Source:
Copenhagen (book review) Michael Frayn

201209 third reading: my father (physical chemist) died 2 March and since then i keep discovering things i would talk to him about, this play is an example. i read it yet again, want to see production sometime, and remember how generally dismissive he usually was about artistic 'takes' on complex physics/chemistry etc though i do not know if i talked to him about this play. his Alzheimer's is fairly degenerate by the time i read it and intellectual abstractions are becoming lost by then. and on the other, my knowledge even of undergrad chemistry is nowhere. on the other other, i have always been curious about, willing to understand, reading some science, listening to some sources, but the key is always to me how the project of science is honourable and durable and never as contingent as my arts...


or so i tell myself. because, of course, science is essentially a human project, with all the usual human qualities and failings, but for me there is always something beautiful that pure ideas- theoretical, disinterested, abstract- can be so fascinating for all one's life. my father always mentioned that the true great innovations leading to Nobels etc came to younger physicists, and he felt he is just never up to that, never as dedicated, so i think of him, when pressed on his career, suggesting 'i think i proved some things...' which may be all enough any scientist can reasonably ask for...

Problem 1: Repeat the stretch of the review from "Copenhagen (book review)" through "as my arts...", substituting "drama" for "play".
Problem 2:
Using the review, answer the following:
(a) What was the reviewer's father by profession?
(b) On what date did he die?
(c) According to the father, who came up with the great innovations leading to Nobels?
Problem 3:
For each statement, decide whether the review supports it:
(a) The reviewer has already seen a production of the play.
(b) The reviewer's father was usually dismissive of artistic takes on complex physics and chemistry.
(c) The reviewer has a solid knowledge of undergraduate chemistry.

Extracted entries:
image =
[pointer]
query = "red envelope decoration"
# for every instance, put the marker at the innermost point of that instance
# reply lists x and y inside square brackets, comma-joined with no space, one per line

* * *

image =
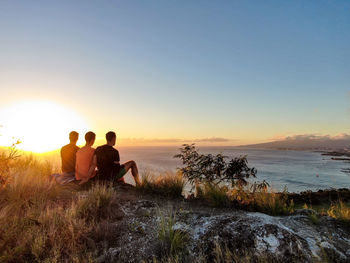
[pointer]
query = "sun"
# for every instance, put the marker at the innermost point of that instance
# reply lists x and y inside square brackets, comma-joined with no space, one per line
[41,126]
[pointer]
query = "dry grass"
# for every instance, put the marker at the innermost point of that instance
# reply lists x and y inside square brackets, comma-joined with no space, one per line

Task result 1:
Copenhagen (book review) Michael Frayn

201209 third reading: my father (physical chemist) died 2 March and since then i keep discovering things i would talk to him about, this drama is an example. i read it yet again, want to see production sometime, and remember how generally dismissive he usually was about artistic 'takes' on complex physics/chemistry etc though i do not know if i talked to him about this drama. his Alzheimer's is fairly degenerate by the time i read it and intellectual abstractions are becoming lost by then. and on the other, my knowledge even of undergrad chemistry is nowhere. on the other other, i have always been curious about, willing to understand, reading some science, listening to some sources, but the key is always to me how the project of science is honourable and durable and never as contingent as my arts...

Task result 2:
(a) A physical chemist.
(b) 2 March.
(c) Younger physicists.

Task result 3:
(a) No: "want to see production sometime"
(b) Yes: "remember how generally dismissive he usually was about artistic 'takes' on complex physics/chemistry"
(c) No: "my knowledge even of undergrad chemistry is nowhere"